### Stated goal
Copy every line of the material below word for word.

### Given data

· · · ·

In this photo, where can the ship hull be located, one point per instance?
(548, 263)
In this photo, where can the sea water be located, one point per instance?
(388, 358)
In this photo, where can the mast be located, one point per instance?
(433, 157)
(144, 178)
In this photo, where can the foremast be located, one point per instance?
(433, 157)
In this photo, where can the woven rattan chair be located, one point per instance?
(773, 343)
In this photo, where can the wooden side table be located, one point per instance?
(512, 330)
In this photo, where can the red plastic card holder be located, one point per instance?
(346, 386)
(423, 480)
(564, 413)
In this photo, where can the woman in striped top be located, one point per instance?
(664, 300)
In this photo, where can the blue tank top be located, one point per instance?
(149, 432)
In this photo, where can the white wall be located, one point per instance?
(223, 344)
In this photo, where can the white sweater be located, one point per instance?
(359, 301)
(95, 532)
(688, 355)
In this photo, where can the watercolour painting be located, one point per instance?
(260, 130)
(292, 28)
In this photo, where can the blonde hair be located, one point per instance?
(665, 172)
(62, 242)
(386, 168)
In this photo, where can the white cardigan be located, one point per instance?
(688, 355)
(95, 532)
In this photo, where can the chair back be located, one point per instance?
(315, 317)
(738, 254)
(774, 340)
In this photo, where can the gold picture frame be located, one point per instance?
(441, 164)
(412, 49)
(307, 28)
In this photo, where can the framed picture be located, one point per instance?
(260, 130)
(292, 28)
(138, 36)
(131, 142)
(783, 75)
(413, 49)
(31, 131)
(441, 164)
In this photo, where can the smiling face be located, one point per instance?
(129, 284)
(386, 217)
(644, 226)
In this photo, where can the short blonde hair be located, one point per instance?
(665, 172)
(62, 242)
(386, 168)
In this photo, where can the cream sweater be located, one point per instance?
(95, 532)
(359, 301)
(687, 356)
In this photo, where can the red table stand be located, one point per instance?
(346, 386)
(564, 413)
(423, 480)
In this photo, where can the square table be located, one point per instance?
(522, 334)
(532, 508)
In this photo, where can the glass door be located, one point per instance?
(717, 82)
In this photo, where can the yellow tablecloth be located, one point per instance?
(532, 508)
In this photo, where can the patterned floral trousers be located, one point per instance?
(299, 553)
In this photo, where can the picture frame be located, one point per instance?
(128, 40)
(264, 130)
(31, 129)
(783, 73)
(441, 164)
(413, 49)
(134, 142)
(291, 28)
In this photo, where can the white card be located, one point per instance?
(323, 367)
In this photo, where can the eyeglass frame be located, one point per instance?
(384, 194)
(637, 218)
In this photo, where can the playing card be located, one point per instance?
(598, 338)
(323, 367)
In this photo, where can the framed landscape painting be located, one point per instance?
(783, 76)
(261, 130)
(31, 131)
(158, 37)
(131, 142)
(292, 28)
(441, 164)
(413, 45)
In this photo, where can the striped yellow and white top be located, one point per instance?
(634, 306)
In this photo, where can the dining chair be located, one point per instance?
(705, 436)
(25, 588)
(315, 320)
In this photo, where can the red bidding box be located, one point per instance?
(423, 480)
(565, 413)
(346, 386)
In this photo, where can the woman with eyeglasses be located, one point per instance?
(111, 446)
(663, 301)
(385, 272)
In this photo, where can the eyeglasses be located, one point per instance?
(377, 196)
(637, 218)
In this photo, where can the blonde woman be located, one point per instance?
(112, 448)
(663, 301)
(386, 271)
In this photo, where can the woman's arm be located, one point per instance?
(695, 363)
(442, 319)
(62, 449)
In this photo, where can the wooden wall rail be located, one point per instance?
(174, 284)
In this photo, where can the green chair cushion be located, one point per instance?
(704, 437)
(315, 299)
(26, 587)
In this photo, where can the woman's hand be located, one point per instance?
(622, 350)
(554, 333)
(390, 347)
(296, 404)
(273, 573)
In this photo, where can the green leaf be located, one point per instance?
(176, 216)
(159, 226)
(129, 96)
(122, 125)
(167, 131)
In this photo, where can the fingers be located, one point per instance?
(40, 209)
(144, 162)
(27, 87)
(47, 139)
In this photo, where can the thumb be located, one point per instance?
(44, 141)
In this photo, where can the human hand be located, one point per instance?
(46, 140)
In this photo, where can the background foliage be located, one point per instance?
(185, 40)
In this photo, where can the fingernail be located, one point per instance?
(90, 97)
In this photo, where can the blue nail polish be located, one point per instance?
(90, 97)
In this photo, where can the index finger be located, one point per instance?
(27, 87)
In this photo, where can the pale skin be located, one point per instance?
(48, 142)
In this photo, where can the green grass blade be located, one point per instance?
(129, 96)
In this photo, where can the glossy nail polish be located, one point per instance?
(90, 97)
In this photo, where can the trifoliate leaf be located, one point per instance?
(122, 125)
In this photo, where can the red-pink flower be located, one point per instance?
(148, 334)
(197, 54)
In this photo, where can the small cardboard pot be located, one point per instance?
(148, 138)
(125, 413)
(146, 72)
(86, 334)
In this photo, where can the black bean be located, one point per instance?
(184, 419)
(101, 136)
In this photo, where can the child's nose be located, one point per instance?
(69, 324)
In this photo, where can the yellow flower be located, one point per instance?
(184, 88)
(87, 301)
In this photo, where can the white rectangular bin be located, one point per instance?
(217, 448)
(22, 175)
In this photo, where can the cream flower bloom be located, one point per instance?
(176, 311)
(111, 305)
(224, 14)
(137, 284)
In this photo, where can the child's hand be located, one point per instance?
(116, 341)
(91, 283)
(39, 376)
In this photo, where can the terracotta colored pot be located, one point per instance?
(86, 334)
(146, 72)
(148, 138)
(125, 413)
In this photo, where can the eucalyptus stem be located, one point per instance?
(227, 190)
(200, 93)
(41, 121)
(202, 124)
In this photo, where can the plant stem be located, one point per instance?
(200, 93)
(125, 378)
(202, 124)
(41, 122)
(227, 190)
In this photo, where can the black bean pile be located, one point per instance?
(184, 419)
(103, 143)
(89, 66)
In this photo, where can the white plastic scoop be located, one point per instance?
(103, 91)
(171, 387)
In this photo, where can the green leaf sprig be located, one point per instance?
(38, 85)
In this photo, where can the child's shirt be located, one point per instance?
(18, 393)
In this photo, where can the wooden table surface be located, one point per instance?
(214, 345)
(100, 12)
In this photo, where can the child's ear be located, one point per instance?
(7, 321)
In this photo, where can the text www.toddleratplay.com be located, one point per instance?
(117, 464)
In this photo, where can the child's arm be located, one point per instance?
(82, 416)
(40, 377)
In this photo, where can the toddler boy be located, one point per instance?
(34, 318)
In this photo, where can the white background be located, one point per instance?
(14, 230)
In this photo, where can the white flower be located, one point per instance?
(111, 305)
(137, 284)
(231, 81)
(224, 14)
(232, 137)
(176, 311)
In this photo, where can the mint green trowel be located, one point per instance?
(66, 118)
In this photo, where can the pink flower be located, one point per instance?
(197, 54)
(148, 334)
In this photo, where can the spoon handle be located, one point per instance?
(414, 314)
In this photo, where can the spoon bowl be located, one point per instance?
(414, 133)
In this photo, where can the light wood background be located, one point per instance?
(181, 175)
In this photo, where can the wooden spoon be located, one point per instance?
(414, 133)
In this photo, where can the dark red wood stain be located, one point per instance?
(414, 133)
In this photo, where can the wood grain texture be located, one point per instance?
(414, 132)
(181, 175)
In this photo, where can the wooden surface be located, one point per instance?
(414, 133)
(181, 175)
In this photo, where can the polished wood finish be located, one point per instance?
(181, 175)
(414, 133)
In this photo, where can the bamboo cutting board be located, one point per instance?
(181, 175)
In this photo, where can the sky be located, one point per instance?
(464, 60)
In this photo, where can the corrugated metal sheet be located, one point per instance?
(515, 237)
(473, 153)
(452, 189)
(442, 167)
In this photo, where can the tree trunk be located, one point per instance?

· · · ·

### Correct response
In this photo, where can the ship hull be located, one point per instance?
(548, 263)
In this photo, where can the sea water be located, one point per instance?
(388, 358)
In this photo, where can the mast be located, one point per instance?
(433, 157)
(144, 178)
In this photo, where can the foremast be located, one point per instance?
(433, 157)
In this photo, where can the woven rattan chair be located, one point per instance?
(773, 343)
In this photo, where can the wooden side table be located, one point per instance?
(512, 330)
In this photo, where can the red plastic card holder be located, one point per instance?
(346, 386)
(423, 480)
(564, 413)
In this photo, where can the woman in striped top be located, one point per instance?
(664, 300)
In this photo, where can the blue tank top be located, one point per instance?
(149, 432)
In this photo, where can the white wall be located, one point per instance?
(223, 344)
In this photo, where can the white sweater be located, one point per instance?
(359, 301)
(95, 532)
(688, 355)
In this photo, where can the watercolour painting be located, one point per instance?
(260, 130)
(292, 28)
In this photo, where can the blonde hair be located, one point per instance?
(665, 172)
(62, 242)
(386, 168)
In this photo, where can the white cardigan be located, one point per instance?
(688, 355)
(95, 532)
In this photo, where can the chair back be located, one point per instance?
(315, 317)
(738, 254)
(774, 340)
In this photo, where can the gold picture frame be located, one point per instance?
(441, 164)
(412, 49)
(307, 28)
In this photo, where can the framed picture be located, one point per instance?
(260, 130)
(292, 28)
(138, 36)
(131, 142)
(783, 75)
(413, 49)
(31, 131)
(441, 164)
In this photo, where can the smiling face be located, one point per instance?
(129, 284)
(386, 217)
(644, 226)
In this photo, where can the short blonde hair be located, one point per instance?
(665, 172)
(62, 242)
(386, 168)
In this photo, where can the cream sweater be located, one point per instance?
(95, 532)
(359, 301)
(687, 356)
In this photo, where can the red table stand be located, one point per instance?
(346, 386)
(564, 413)
(423, 480)
In this photo, where can the square table be located, one point per instance?
(522, 334)
(532, 508)
In this photo, where can the glass door be located, one point per instance?
(717, 82)
In this photo, where can the yellow tablecloth be located, one point per instance?
(532, 508)
In this photo, where can the patterned floral trousers be located, one point per instance?
(299, 553)
In this photo, where can the picture frame be located, one point per instance?
(128, 40)
(264, 130)
(31, 129)
(783, 73)
(441, 164)
(413, 49)
(134, 142)
(291, 28)
In this photo, where can the white card be located, one point per instance?
(323, 367)
In this photo, where can the eyeglass frame be located, one point per instance?
(384, 194)
(637, 218)
In this photo, where can the playing card be located, one point per instance?
(598, 338)
(323, 367)
In this photo, where can the framed landscape painting be located, one point per instance?
(783, 76)
(261, 130)
(31, 131)
(158, 37)
(131, 142)
(292, 28)
(441, 164)
(413, 45)
In this photo, where can the striped yellow and white top be located, one point per instance?
(634, 306)
In this photo, where can the dining chair be located, one point per instance?
(705, 436)
(25, 588)
(315, 320)
In this photo, where can the red bidding box be located, one point per instance?
(423, 480)
(565, 413)
(346, 386)
In this photo, where can the woman with eyeglasses be located, one point per instance?
(111, 446)
(663, 301)
(385, 272)
In this photo, where can the eyeglasses be located, one point per instance?
(377, 196)
(637, 218)
In this photo, where can the blonde woman be located, one point per instance?
(112, 448)
(663, 301)
(386, 271)
In this photo, where can the woman's arm be located, one point per instance?
(695, 363)
(442, 319)
(62, 449)
In this photo, where can the wooden wall rail be located, one point per instance?
(174, 284)
In this photo, where can the green chair cushion be located, one point per instance?
(704, 437)
(315, 299)
(26, 587)
In this photo, where can the woman's hand be located, one point per instance?
(622, 350)
(554, 333)
(390, 347)
(296, 404)
(273, 573)
In this photo, where can the green leaf be located, one point per instance?
(176, 216)
(159, 226)
(129, 96)
(122, 125)
(167, 131)
In this photo, where can the fingers be located, one point per instance?
(40, 209)
(144, 162)
(27, 87)
(47, 139)
In this photo, where can the thumb be located, one point per instance?
(44, 141)
In this photo, where can the human hand be located, one point per instance?
(46, 140)
In this photo, where can the background foliage be located, one point per instance?
(185, 40)
In this photo, where can the fingernail be located, one point per instance?
(90, 97)
In this photo, where can the blue nail polish be located, one point per instance?
(90, 97)
In this photo, where can the index finger be located, one point per instance?
(27, 87)
In this photo, where can the pale skin be located, one point per instance?
(48, 142)
In this photo, where can the green grass blade be located, one point per instance?
(129, 96)
In this photo, where can the glossy nail polish be located, one point per instance?
(90, 97)
In this photo, where can the trifoliate leaf be located, one point per instance?
(122, 125)
In this photo, where can the red-pink flower be located, one point per instance?
(148, 334)
(197, 54)
In this photo, where can the small cardboard pot be located, one point per instance?
(148, 138)
(125, 413)
(146, 72)
(86, 334)
In this photo, where can the black bean be located, one point per instance?
(184, 419)
(101, 136)
In this photo, where can the child's nose be located, one point per instance?
(69, 324)
In this photo, where can the yellow flower be located, one point per instance?
(184, 88)
(87, 301)
In this photo, where can the white rectangular bin be located, one point per instance?
(217, 448)
(22, 175)
In this photo, where can the cream flower bloom be located, one point per instance?
(176, 311)
(111, 305)
(224, 14)
(137, 284)
In this photo, where can the child's hand be located, one point per instance?
(116, 341)
(91, 283)
(39, 376)
In this photo, where can the terracotta colored pot be located, one point per instance?
(86, 334)
(146, 72)
(148, 138)
(125, 413)
In this photo, where can the eucalyptus stem be located, one point per instance?
(227, 190)
(200, 93)
(41, 121)
(202, 124)
In this photo, where can the plant stem be located, one point per instance?
(200, 93)
(125, 378)
(202, 124)
(41, 122)
(227, 190)
In this photo, where can the black bean pile be located, one point per instance?
(184, 419)
(103, 143)
(89, 66)
In this photo, where can the white plastic scoop be located, one point per instance?
(103, 91)
(171, 387)
In this photo, where can the green leaf sprig be located, one point per instance?
(38, 85)
In this photo, where can the child's shirt be located, one point per instance?
(18, 393)
In this photo, where can the wooden table surface be located, one point per instance?
(214, 345)
(100, 12)
In this photo, where can the child's ear be located, one point per instance?
(7, 321)
In this photo, where can the text www.toddleratplay.com be located, one point per instance?
(117, 464)
In this photo, where can the child's arm be located, one point per instance?
(82, 416)
(40, 377)
In this photo, where can the toddler boy be located, one point per instance?
(34, 318)
In this photo, where can the white background be located, one point per instance?
(14, 230)
In this photo, where can the white flower be located, one point per instance?
(111, 305)
(137, 284)
(231, 81)
(224, 14)
(232, 137)
(176, 311)
In this photo, where can the mint green trowel be located, one point per instance?
(66, 118)
In this photo, where can the pink flower be located, one point per instance?
(197, 54)
(148, 334)
In this photo, where can the spoon handle be located, one point per instance?
(414, 314)
In this photo, where can the spoon bowl be located, one point per instance?
(414, 133)
In this photo, where can the light wood background be located, one point per instance?
(181, 175)
In this photo, where can the wooden spoon be located, one point per instance?
(414, 133)
In this photo, where can the dark red wood stain be located, one point per instance?
(414, 133)
In this photo, where can the wood grain texture be located, one point per instance?
(414, 132)
(181, 175)
In this photo, where can the wooden surface be located, one point per instance?
(414, 133)
(181, 175)
In this photo, where can the polished wood finish be located, one point per instance?
(181, 175)
(414, 133)
In this photo, where can the bamboo cutting board be located, one point per instance?
(181, 175)
In this photo, where can the sky be located, one point per instance?
(464, 60)
In this photo, where can the corrugated metal sheet be located, one point per instance?
(515, 237)
(473, 153)
(452, 189)
(442, 167)
In this photo, where can the tree trunk be located, one point per instance?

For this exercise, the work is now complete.